Source document >>
☆ ☆ ☆ ☆ ☆
The end of the school year makes it appropriate to review, evaluate and offer observations on the state of high school sports in California. Whether leaders in charge like it or not, they need to hear suggestions and feedback, good and bad, from people without fear of retribution, so let me take a shot.

There have been absurd rumors of some private schools wanting to form their own media networks outside the CIF similar to what the University of Notre Dame does in college. Others want to keep challenging the line between education-based sports and those who want to be part of national championships driven by people seeking to make a buck with fewer rules in place. Good luck and goodbye if that’s what you want.

It’s a tricky time. Club sports remain integral in the college recruiting game, if not more important than ever. Private coaches and “scholarship hustlers” keep seeking greater influence, because that’s how they make money. They’re in competition with teachers and school-based coaches. Lessons learned can be the exact opposite of what is taught at schools, and parents don’t care as long as it leads to a free college education. There’s some exceptional private coaches who should be embraced and others who should carry a sign, “Beware.”
☆ ☆ ☆ ☆ ☆
(Object location annotation data)

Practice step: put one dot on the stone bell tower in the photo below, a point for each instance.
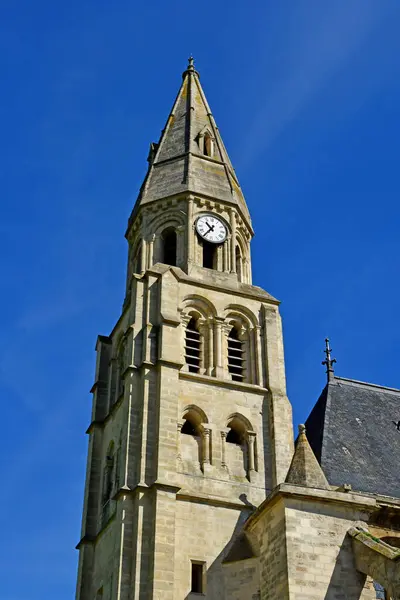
(191, 426)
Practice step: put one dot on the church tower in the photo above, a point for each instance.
(191, 427)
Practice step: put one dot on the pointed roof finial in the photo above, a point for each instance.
(190, 67)
(329, 362)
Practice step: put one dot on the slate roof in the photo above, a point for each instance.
(352, 434)
(304, 469)
(177, 163)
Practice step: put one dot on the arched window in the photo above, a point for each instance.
(189, 427)
(238, 258)
(108, 479)
(169, 243)
(209, 255)
(193, 346)
(234, 437)
(193, 447)
(137, 259)
(235, 355)
(120, 370)
(108, 485)
(241, 447)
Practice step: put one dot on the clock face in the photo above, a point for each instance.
(211, 229)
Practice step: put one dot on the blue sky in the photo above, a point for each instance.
(306, 95)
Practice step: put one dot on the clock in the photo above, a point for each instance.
(211, 228)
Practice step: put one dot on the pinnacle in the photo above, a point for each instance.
(305, 469)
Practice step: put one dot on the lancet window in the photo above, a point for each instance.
(210, 256)
(239, 447)
(108, 483)
(193, 440)
(137, 259)
(239, 265)
(193, 346)
(236, 355)
(208, 145)
(169, 246)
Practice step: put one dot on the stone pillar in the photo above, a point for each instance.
(206, 435)
(178, 440)
(143, 257)
(223, 449)
(225, 256)
(180, 246)
(251, 363)
(233, 240)
(151, 251)
(190, 232)
(219, 368)
(257, 342)
(251, 437)
(210, 341)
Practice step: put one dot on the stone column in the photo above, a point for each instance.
(178, 440)
(206, 434)
(151, 251)
(210, 340)
(223, 448)
(219, 368)
(190, 238)
(180, 246)
(251, 436)
(233, 240)
(225, 256)
(257, 342)
(251, 362)
(143, 257)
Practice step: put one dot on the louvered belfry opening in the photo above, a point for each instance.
(235, 355)
(193, 347)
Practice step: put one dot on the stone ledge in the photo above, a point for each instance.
(248, 387)
(285, 490)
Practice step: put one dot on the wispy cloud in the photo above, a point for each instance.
(321, 38)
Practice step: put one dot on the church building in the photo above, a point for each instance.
(195, 486)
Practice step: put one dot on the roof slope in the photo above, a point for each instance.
(178, 164)
(352, 432)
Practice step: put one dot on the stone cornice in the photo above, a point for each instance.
(284, 490)
(232, 385)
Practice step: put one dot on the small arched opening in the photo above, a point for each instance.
(241, 449)
(208, 145)
(192, 449)
(137, 259)
(236, 355)
(239, 265)
(193, 346)
(210, 255)
(169, 246)
(108, 484)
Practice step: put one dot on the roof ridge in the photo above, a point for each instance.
(366, 383)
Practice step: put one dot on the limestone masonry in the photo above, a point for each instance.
(194, 487)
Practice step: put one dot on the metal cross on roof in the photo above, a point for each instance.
(329, 362)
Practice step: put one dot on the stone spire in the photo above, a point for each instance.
(305, 469)
(190, 155)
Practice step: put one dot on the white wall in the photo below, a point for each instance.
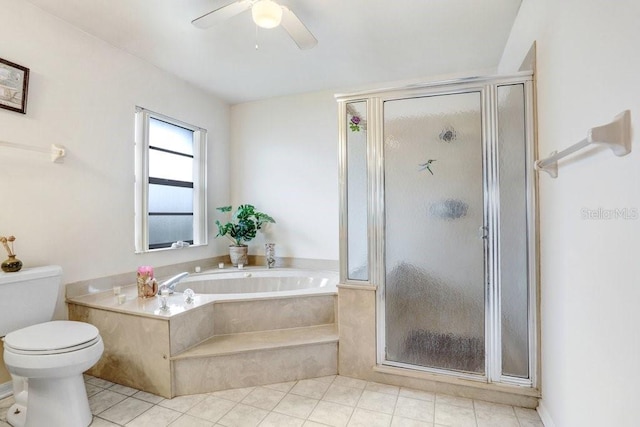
(82, 94)
(588, 70)
(284, 155)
☆ ☆ ☆ ☆ ☆
Work instructions >>
#1 Answer these about the piece on California high school sports:
(a) What time of year makes the review appropriate?
(b) Which university is compared to private schools that might form their own media networks?
(c) What sign should some private coaches carry?
#2 Please extend the piece on California high school sports past its last sentence, in the same voice.

Responses to the exercise >>
#1
(a) The end of the school year.
(b) The University of Notre Dame.
(c) "Beware."

#2
So who is going to fight for the CIF to remain relevant and worthy, and what changes or protections must be maintained? That’s where administrators, coaches, players, parents and even sportswriters need to be to be encouraged to offer ideas, solutions and heart-felt criticism to improve an environment that must not be allowed to look anything like the chaos and wild-west atmosphere of the college sports experience.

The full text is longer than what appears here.